Image point grounding data:
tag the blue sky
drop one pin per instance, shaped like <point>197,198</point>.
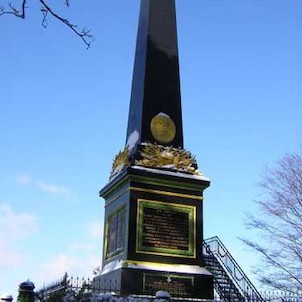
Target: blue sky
<point>64,109</point>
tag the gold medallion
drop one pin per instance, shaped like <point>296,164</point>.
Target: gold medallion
<point>163,128</point>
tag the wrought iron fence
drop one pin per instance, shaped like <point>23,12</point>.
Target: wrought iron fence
<point>86,290</point>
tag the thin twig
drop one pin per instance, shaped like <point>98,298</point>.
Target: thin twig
<point>83,33</point>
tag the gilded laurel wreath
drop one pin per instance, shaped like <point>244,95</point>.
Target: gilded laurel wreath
<point>158,156</point>
<point>120,162</point>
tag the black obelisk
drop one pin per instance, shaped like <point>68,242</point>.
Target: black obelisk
<point>156,84</point>
<point>153,230</point>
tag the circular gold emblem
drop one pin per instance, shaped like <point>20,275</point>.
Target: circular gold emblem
<point>163,128</point>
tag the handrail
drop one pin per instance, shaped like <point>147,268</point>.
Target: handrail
<point>245,285</point>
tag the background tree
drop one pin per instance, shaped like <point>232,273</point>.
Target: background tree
<point>19,10</point>
<point>280,225</point>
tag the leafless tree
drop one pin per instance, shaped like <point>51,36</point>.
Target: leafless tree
<point>46,10</point>
<point>280,225</point>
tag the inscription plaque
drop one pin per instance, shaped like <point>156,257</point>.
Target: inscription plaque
<point>166,228</point>
<point>174,284</point>
<point>115,232</point>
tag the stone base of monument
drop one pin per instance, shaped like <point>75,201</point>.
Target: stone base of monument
<point>133,278</point>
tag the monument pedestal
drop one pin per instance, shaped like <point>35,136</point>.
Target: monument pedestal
<point>148,278</point>
<point>153,234</point>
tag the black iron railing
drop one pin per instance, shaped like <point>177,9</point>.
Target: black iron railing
<point>214,247</point>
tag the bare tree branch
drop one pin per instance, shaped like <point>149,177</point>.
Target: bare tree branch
<point>280,225</point>
<point>82,33</point>
<point>47,10</point>
<point>20,13</point>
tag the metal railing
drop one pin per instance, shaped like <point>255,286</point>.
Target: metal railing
<point>214,246</point>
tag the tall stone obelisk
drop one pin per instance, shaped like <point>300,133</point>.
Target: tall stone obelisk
<point>154,200</point>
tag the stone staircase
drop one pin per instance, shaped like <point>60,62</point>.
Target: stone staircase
<point>230,282</point>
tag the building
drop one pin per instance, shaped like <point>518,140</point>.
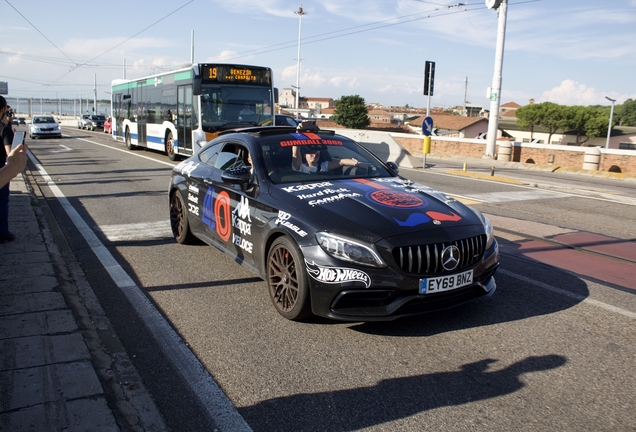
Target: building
<point>308,107</point>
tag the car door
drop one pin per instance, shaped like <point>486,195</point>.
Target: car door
<point>225,209</point>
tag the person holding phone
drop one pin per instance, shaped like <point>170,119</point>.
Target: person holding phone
<point>16,163</point>
<point>6,132</point>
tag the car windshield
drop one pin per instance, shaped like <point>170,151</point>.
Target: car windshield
<point>43,120</point>
<point>277,155</point>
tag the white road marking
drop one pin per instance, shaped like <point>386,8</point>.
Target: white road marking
<point>64,149</point>
<point>570,294</point>
<point>219,407</point>
<point>137,231</point>
<point>524,195</point>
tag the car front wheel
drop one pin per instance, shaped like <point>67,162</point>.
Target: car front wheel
<point>287,280</point>
<point>179,220</point>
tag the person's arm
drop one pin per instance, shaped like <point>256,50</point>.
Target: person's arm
<point>297,158</point>
<point>7,137</point>
<point>16,162</point>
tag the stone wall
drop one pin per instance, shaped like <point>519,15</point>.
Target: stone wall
<point>612,160</point>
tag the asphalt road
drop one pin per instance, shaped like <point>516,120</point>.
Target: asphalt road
<point>553,349</point>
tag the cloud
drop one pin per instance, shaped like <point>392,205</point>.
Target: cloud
<point>571,92</point>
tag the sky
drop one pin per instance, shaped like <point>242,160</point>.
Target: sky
<point>571,52</point>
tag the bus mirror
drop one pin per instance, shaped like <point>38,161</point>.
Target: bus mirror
<point>196,81</point>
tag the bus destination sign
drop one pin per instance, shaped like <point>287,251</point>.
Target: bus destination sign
<point>243,74</point>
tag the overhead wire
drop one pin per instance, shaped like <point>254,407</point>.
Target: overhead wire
<point>284,45</point>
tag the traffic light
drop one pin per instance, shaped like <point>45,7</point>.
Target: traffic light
<point>429,75</point>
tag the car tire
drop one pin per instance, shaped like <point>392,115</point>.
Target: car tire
<point>287,280</point>
<point>179,220</point>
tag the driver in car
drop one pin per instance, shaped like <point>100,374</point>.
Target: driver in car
<point>307,160</point>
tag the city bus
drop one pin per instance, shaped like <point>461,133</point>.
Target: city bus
<point>177,112</point>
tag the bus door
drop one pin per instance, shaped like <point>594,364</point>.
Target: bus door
<point>184,118</point>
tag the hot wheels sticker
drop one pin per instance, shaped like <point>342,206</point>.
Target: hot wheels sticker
<point>336,275</point>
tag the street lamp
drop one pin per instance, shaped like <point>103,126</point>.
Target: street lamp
<point>300,14</point>
<point>609,128</point>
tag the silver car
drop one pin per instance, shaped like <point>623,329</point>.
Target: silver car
<point>44,126</point>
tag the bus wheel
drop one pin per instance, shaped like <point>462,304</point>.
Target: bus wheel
<point>129,140</point>
<point>170,147</point>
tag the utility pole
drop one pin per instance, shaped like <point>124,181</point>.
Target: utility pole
<point>95,94</point>
<point>300,14</point>
<point>465,92</point>
<point>495,92</point>
<point>192,48</point>
<point>609,128</point>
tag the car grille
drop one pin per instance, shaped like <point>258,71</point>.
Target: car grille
<point>426,259</point>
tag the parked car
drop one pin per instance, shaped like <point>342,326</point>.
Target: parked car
<point>44,126</point>
<point>108,125</point>
<point>353,241</point>
<point>285,120</point>
<point>81,122</point>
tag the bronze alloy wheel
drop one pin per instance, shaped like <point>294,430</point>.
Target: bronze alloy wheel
<point>179,220</point>
<point>287,280</point>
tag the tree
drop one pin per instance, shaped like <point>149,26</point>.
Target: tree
<point>553,118</point>
<point>529,116</point>
<point>351,112</point>
<point>588,122</point>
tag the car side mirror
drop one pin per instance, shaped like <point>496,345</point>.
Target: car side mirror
<point>238,175</point>
<point>393,166</point>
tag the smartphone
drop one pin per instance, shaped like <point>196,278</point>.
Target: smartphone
<point>18,138</point>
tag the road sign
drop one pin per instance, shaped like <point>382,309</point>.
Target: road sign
<point>427,126</point>
<point>429,78</point>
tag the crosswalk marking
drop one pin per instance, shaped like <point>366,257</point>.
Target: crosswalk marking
<point>137,231</point>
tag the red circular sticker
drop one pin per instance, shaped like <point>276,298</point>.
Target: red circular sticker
<point>393,198</point>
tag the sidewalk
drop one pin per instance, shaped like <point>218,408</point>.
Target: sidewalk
<point>61,365</point>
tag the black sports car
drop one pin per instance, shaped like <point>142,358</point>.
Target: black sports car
<point>333,230</point>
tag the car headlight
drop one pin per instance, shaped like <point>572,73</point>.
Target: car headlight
<point>350,250</point>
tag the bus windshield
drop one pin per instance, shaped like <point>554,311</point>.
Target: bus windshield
<point>229,106</point>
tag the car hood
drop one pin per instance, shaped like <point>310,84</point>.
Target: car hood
<point>375,208</point>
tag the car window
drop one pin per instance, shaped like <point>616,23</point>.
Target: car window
<point>208,155</point>
<point>277,154</point>
<point>232,156</point>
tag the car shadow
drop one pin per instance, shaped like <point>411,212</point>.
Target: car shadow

### TASK DESCRIPTION
Across the records above, return every line that contains the word "shadow".

### TASK SOLUTION
tag the car shadow
Target: car shadow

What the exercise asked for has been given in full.